SUPPLIED INFORMATION -

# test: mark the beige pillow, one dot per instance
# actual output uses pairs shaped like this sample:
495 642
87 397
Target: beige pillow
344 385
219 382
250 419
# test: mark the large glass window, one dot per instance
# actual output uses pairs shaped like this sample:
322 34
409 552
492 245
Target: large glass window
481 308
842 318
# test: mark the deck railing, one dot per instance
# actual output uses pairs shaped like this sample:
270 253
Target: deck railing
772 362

==

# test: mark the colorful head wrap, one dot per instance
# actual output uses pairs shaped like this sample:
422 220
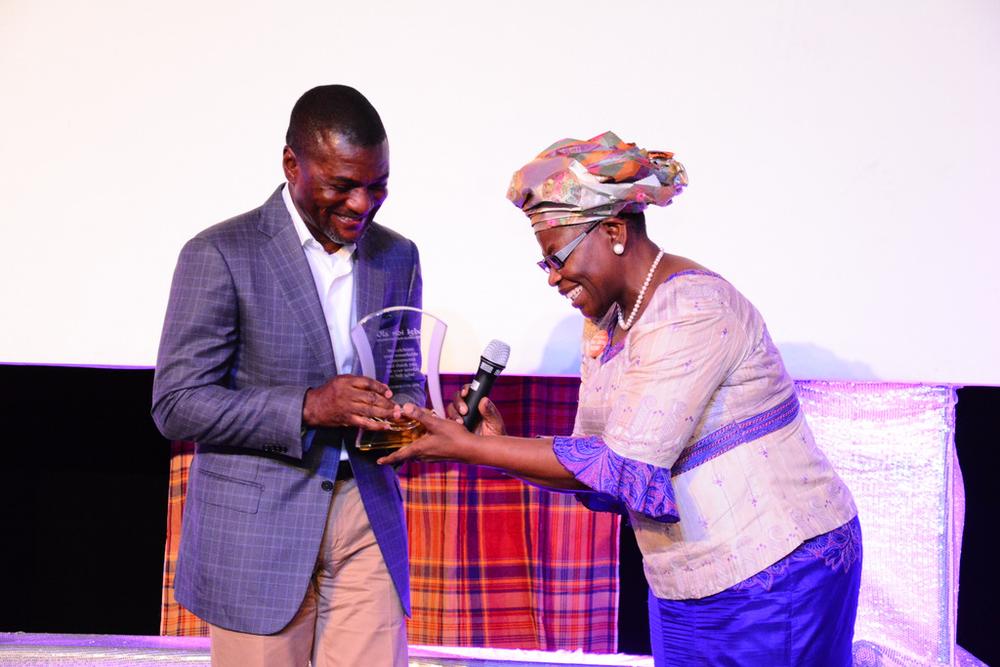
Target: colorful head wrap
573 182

--

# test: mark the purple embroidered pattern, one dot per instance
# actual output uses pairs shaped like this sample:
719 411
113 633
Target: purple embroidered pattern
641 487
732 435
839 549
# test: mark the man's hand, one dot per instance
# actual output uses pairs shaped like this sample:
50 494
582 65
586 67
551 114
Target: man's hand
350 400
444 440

WHAT THIS TASK INVOLVES - Whenever the string "test" shows up in a line of the entries, copy that line.

THE COMPLETED TASK -
# test: mark the beige pillow, one dot per instance
# test: mark the large glass window, one dot per instance
# test: mark the deck railing, one dot per instance
# test: mark the colorful head wrap, one dot per instance
# test: mark the purple embroidered pattern, one dot per instance
# test: mark the man's hand, one dot per instance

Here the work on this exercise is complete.